> _Tarea breve 1_
¿Qué líneas de las filas contienen la palabra "boulder"? Enuméralas copiando cada una completa, teniendo en cuenta que se distinguen mayúsculas y minúsculas.

> _Fragmento del documento_
○ ○ ○ ○ ○
La gata Cristina y Checoslovaquia


 

 

Antes de que las Torres Gemelas fueran derribadas, la gata Cristina solía pasar las tardes en nuestra casa. Fue una idea de Luigi, el superintendente de The Ascott, nuestra casa en la esquina entre la 28 y Park (Avenue South, la parte menos rutilante de Park Avenue. No la más pobre: esa corría por Harlem). Las hijas de Luigi habían bautizado a las dos gatas que vivían en el sótano dedicadas a mantener a raya a las ratas y ratones de Manhattan: Cristina (por Cristina Aguilera, la más joven y enclenque) y Britney (por Britney Spears (la mayor, e implacable. Se quedaba casi siempre con la ración de su hermana).

 

La niña se encariñó enseguida con ella. Nosotros también. Era un pequeño drama diario tener que desprenderse de la Feles (como muy pronto empezamos a llamarla) para que pasara la noche con su familia. Para distraer a la pequeña de la angustia que se extendió por Nueva York después de que el World Trade Center fuera borrado del mapa le propusimos a Luigi que Cristina se convirtiera en inquilina del 20-A. Adoptarla fue solo cuestión de tiempo. Nada como el calor animal para conjurar la incertidumbre que se apoderó de Estados Unidos y de su metrópoli menos americana tras los atentados. Como si el lomo de gata romana, gris, musgo, plata y castaño, fuera una toma de tierra. A pesar de lo esquiva que era, y sigue siendo, las caricias –cuando se dejaba- eran precioso consuelo.

 

Cuando cuatro años más tarde decidimos regresar a España nos escandalizaba tener que explicar una y otra vez que la gata se venía con nosotros. ¿Cabía imaginar otra cosa? Había renegado de su hermana. Se había convertido en parte de nuestra familia. Los lazos de afecto que se traban con los animales no se pueden explicar a quienes no hablan su idioma. Había engordado y lucía un pelo sedoso y fuerte, se enzarzaba en tan súbitos como inexplicables zafarranchos con su rabo, y se comportaba igual que si hubiera leído todas las viñetas de Garfield.
○ ○ ○ ○ ○
> _Material de trabajo_
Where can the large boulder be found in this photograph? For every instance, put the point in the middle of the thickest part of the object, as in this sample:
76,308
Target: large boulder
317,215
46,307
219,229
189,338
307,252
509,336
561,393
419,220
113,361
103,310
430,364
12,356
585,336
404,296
○ ○ ○ ○ ○
> _Tarea breve 2_
Responde a estas preguntas sobre el fragmento de la gata Cristina:
(a) ¿En qué esquina estaba The Ascott?
(b) ¿Cómo empezaron a llamar muy pronto a Cristina?
(c) ¿Cuántos años más tarde decidieron regresar a España?

> _Respuesta completa 1_
Where can the large boulder be found in this photograph? For every instance, put the point in the middle of the thickest part of the object, as in this sample:
Target: large boulder

> _Respuesta completa 2_
(a) En la esquina entre la 28 y Park (Avenue South).
(b) La Feles.
(c) Cuatro años más tarde.